__DOCUMENTO__
Foi em 2004, na fila de um banco, em Colorado, quando era dono de um posto de combustíveis e tinha de pagar os boletos no caixa, que Erasmo Battistella ouviu falar pela primeira vez de biodiesel. Um amigo contou que tinha lido na Zero Hora uma notícia sobre o que seria o combustível do futuro, feito de soja. Erasmo se interessou. Levou o jornal para casa, leu a notícia e concluiu que era uma área em que valia a pena investir, já que o governo preparava um programa de incentivo à produção de um combustível sustentável. Assim nasceu a empresa BSBios, hoje Be8, que, além de produzir biodiesel em Passo Fundo e no Paraguai, vai produzir querosene de aviação e está construindo uma fábrica de etanol, além de transformar óleo de cozinha em combustível na Suíça. Um dos empresários mais importantes do Estado, Erasmo conserva a simplicidade de quem nasceu e viveu na roça até os 13 anos. Casado, pai de quatro filhas, tem a sustentabilidade como propósito e defende que é preciso inventar o futuro agora.
O slogan da Be8 é “inventar o futuro agora”. O que nós, como sociedade, precisamos fazer para reinventar esse futuro e conter a degradação do planeta?
A primeira coisa que precisamos fazer é tomar consciência do que fazer. Momentos como este são importantes para passar percepções para as pessoas do que efetivamente está acontecendo. Vejo ainda muita desinformação com o que vem acontecendo em relação ao clima e, principalmente, em relação ao que cada um de nós pode fazer no dia a dia. Então, o slogan da Be8 quer justamente trazer a atenção das pessoas para como é possível fazer algo diferente no seu cotidiano e contribuir para salvar o planeta. Acreditamos nos cientistas, que estão demonstrando que há um aquecimento, e que o aumento das temperaturas tem causado cada vez mais problemas. Nos últimos anos, infelizmente, nós aqui no Rio Grande do Sul temos sofrido muito com isso. Então, acho que o principal ponto é conscientizar as pessoas de que nós precisamos mudar. A gente ainda ouve muitas pessoas dizendo: “Ah, mas isso é cíclico, teve a Era do Gelo, e ia acontecer de qualquer forma com mais carbono, com menos carbono”. Mas nós sabemos que, com mais carbono, a situação piora. Então, já que não podemos evitar que os ciclos ocorram, o que podemos fazer para evitar que a situação se deteriore mais?
E o que pode ser feito?

__ENUNCIADO 1__
Disponha como uma lista JSON de strings tudo o que vai, nas linhas abaixo, da linha que contém "# trace the outline of every instance of the decorative" até a linha que contém "294 166 L 296", ambas incluídas. Use uma string para cada linha e deixe de fora as linhas em branco.

__LINHAS EXIBIDAS__

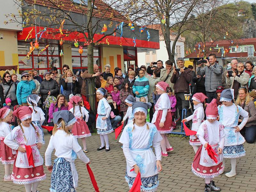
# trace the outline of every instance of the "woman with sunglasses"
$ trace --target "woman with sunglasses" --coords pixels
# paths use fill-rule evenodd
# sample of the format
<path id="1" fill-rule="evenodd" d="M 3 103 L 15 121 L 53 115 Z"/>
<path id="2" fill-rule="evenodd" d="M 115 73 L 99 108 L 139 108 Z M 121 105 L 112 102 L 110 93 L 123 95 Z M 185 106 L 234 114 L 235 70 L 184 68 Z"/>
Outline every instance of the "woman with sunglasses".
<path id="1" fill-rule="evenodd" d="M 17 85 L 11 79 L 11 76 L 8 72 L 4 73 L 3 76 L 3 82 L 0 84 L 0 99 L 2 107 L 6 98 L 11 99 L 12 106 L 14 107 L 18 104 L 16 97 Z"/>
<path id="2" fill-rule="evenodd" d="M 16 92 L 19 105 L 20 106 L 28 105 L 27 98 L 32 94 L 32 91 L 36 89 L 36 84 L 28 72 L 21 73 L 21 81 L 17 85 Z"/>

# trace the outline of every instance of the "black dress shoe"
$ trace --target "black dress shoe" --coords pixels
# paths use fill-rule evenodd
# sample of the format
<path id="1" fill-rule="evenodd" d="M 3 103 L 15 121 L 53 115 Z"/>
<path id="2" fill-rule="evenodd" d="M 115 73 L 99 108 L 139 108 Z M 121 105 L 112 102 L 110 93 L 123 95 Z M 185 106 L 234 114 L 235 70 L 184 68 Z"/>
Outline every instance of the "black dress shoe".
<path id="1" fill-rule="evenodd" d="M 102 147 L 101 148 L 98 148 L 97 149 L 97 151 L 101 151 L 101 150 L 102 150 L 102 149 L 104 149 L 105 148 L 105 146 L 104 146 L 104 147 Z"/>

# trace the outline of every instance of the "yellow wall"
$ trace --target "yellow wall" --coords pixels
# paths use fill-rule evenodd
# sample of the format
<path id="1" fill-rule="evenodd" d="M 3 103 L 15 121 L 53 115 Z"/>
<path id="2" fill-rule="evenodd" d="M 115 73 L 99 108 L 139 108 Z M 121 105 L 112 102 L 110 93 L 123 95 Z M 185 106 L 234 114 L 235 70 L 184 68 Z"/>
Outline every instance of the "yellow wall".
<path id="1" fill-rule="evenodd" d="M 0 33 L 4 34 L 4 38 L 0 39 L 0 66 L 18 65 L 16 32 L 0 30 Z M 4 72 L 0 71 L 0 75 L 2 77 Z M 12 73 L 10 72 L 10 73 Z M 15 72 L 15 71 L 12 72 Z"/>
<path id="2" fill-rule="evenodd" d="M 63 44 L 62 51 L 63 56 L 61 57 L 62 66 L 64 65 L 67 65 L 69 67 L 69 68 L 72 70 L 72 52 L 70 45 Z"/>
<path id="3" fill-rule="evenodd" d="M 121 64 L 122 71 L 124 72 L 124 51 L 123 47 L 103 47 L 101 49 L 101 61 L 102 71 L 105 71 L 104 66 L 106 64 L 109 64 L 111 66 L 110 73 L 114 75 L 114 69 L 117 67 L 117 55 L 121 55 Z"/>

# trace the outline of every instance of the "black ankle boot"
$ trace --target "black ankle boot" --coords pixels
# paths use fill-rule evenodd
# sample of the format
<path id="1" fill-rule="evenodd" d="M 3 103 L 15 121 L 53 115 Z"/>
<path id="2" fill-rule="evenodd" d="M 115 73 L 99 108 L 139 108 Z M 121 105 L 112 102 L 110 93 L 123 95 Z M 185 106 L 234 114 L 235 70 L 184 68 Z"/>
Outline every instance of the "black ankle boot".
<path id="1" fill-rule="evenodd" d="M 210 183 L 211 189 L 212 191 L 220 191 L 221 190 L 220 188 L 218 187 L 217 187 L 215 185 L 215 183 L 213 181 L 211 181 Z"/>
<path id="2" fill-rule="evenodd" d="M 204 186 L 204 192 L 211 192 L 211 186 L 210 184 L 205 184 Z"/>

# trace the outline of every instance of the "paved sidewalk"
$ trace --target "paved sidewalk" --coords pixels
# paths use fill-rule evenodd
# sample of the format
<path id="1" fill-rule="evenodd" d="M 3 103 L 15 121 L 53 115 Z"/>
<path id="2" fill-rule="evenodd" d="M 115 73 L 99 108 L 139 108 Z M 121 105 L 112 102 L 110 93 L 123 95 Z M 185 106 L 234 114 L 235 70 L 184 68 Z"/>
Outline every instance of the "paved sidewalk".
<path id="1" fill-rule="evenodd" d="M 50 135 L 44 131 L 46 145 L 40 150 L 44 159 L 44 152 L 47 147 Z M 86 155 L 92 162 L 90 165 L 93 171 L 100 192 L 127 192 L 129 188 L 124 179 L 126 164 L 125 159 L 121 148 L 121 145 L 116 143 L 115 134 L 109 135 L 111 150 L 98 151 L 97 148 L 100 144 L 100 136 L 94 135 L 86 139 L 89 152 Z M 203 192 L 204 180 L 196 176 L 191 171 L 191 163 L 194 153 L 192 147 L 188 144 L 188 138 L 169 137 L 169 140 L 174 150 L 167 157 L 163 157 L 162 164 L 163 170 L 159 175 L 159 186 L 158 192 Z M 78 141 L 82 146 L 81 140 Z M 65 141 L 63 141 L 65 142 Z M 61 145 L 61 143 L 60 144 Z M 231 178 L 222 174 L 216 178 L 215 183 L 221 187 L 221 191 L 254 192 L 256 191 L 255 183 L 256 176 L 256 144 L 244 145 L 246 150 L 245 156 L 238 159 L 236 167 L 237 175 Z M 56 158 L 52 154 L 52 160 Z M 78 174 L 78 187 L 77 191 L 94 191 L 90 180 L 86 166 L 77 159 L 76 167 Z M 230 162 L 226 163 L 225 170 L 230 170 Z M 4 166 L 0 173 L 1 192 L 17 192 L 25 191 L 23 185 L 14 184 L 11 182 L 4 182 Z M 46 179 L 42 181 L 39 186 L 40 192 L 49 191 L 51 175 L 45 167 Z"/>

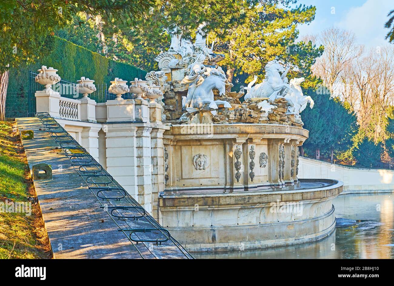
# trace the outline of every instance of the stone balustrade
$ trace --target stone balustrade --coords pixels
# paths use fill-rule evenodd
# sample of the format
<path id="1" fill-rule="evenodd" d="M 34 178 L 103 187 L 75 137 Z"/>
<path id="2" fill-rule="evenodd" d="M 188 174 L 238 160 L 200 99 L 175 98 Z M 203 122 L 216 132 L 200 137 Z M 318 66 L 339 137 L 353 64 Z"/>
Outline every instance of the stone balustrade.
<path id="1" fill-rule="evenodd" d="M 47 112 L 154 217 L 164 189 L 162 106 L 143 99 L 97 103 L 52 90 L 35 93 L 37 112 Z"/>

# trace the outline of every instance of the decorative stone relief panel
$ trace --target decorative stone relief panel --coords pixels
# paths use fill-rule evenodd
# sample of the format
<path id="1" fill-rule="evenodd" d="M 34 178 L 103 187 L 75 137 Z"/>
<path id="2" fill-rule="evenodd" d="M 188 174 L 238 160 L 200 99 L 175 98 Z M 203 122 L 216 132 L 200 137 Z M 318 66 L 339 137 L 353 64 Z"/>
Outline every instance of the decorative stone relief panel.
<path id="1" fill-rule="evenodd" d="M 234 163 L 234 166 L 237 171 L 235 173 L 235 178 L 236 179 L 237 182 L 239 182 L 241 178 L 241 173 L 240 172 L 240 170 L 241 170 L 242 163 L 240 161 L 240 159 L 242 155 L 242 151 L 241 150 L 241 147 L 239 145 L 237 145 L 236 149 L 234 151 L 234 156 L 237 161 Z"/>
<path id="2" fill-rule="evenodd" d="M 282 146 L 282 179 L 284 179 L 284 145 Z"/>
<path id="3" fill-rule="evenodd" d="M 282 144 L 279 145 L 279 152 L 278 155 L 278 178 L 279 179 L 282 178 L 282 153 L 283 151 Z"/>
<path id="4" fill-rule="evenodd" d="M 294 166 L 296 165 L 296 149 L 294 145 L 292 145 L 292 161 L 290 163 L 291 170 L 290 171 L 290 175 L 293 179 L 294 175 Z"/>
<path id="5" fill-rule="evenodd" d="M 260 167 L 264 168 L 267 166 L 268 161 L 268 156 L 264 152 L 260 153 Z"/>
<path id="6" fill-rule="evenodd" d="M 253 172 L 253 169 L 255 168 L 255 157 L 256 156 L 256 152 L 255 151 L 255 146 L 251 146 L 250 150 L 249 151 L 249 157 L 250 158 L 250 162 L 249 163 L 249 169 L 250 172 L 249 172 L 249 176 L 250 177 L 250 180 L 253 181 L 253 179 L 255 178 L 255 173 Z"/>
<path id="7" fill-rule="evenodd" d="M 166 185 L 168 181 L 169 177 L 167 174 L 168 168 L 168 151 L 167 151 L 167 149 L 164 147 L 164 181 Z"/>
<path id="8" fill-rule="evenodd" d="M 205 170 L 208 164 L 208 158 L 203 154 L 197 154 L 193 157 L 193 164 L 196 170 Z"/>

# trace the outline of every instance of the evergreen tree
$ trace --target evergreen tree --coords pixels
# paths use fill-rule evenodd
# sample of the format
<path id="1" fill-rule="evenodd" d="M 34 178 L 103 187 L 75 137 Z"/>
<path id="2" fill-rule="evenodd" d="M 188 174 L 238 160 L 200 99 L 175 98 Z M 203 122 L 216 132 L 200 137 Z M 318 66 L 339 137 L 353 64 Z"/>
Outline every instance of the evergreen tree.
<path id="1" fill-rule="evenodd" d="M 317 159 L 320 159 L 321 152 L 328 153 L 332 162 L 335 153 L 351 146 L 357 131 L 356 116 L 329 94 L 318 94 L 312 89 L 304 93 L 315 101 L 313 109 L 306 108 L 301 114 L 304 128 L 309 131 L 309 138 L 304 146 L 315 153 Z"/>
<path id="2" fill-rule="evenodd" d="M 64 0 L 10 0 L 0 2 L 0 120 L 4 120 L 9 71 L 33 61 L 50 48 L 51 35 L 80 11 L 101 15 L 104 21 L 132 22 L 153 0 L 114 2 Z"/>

__ENUNCIADO 2__
Resuma o documento em duas frases.

__RESPOSTA COMPLETA 1__
[
  "# trace the outline of every instance of the decorative stone relief panel",
  "$ trace --target decorative stone relief panel --coords pixels",
  "# paths use fill-rule evenodd",
  "# sample of the format",
  "<path id=\"1\" fill-rule=\"evenodd\" d=\"M 34 178 L 103 187 L 75 137 Z\"/>",
  "<path id=\"2\" fill-rule=\"evenodd\" d=\"M 188 174 L 238 160 L 200 99 L 175 98 Z M 203 122 L 216 132 L 200 137 Z M 318 66 L 339 137 L 353 64 Z\"/>",
  "Outline every instance of the decorative stone relief panel.",
  "<path id=\"1\" fill-rule=\"evenodd\" d=\"M 234 163 L 234 166 L 237 171 L 235 173 L 235 178 L 236 179 L 237 182 L 239 182 L 241 178 L 241 173 L 240 172 L 240 170 L 241 170 L 242 163 L 240 161 L 240 159 L 242 155 L 242 151 L 241 150 L 241 147 L 239 145 L 237 145 L 236 149 L 234 151 L 234 156 L 237 161 Z\"/>",
  "<path id=\"2\" fill-rule=\"evenodd\" d=\"M 282 146 L 282 179 L 284 179 L 284 145 Z\"/>",
  "<path id=\"3\" fill-rule=\"evenodd\" d=\"M 282 144 L 279 145 L 279 152 L 278 155 L 278 178 L 279 179 L 282 178 L 282 153 L 283 151 Z\"/>",
  "<path id=\"4\" fill-rule=\"evenodd\" d=\"M 294 166 L 296 165 L 296 149 L 294 145 L 292 145 L 292 161 L 290 163 L 291 170 L 290 171 L 290 175 L 293 179 L 294 175 Z\"/>"
]

__RESPOSTA COMPLETA 2__
Erasmo Battistella ouviu falar de biodiesel pela primeira vez em 2004, na fila de um banco em Colorado, e decidiu investir na área, o que deu origem à BSBios, hoje Be8, que produz biodiesel em Passo Fundo e no Paraguai. Para ele, o principal ponto diante do aquecimento é conscientizar as pessoas de que é preciso mudar e do que cada um pode fazer no dia a dia para evitar que a situação se deteriore mais.